--- BEGIN Data for this exercise ---
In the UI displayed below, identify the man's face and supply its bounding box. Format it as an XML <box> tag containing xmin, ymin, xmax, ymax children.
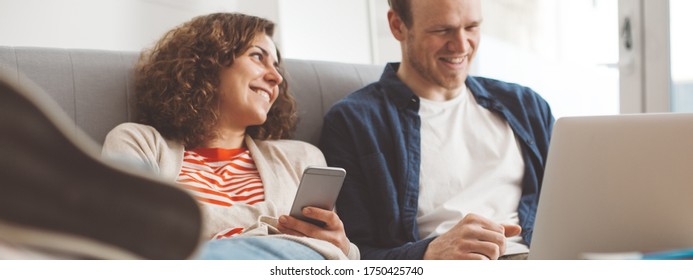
<box><xmin>400</xmin><ymin>0</ymin><xmax>481</xmax><ymax>90</ymax></box>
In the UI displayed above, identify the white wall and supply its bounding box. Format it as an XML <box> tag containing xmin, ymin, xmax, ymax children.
<box><xmin>0</xmin><ymin>0</ymin><xmax>377</xmax><ymax>63</ymax></box>
<box><xmin>0</xmin><ymin>0</ymin><xmax>236</xmax><ymax>51</ymax></box>
<box><xmin>279</xmin><ymin>0</ymin><xmax>373</xmax><ymax>64</ymax></box>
--- END Data for this exercise ---
Problem statement: Without the pictures, restate all of the entries above verbatim.

Solution for this problem:
In the UI displayed below, identify the man's face and supply its bounding box. Format it as an XML <box> tag containing xmin, ymin, xmax, ymax children.
<box><xmin>400</xmin><ymin>0</ymin><xmax>481</xmax><ymax>90</ymax></box>
In the UI displayed above, identify the white wall and supply its bounding box. Format it as an XML <box> tag containing xmin, ymin, xmax, ymax children.
<box><xmin>0</xmin><ymin>0</ymin><xmax>377</xmax><ymax>63</ymax></box>
<box><xmin>0</xmin><ymin>0</ymin><xmax>236</xmax><ymax>51</ymax></box>
<box><xmin>279</xmin><ymin>0</ymin><xmax>373</xmax><ymax>64</ymax></box>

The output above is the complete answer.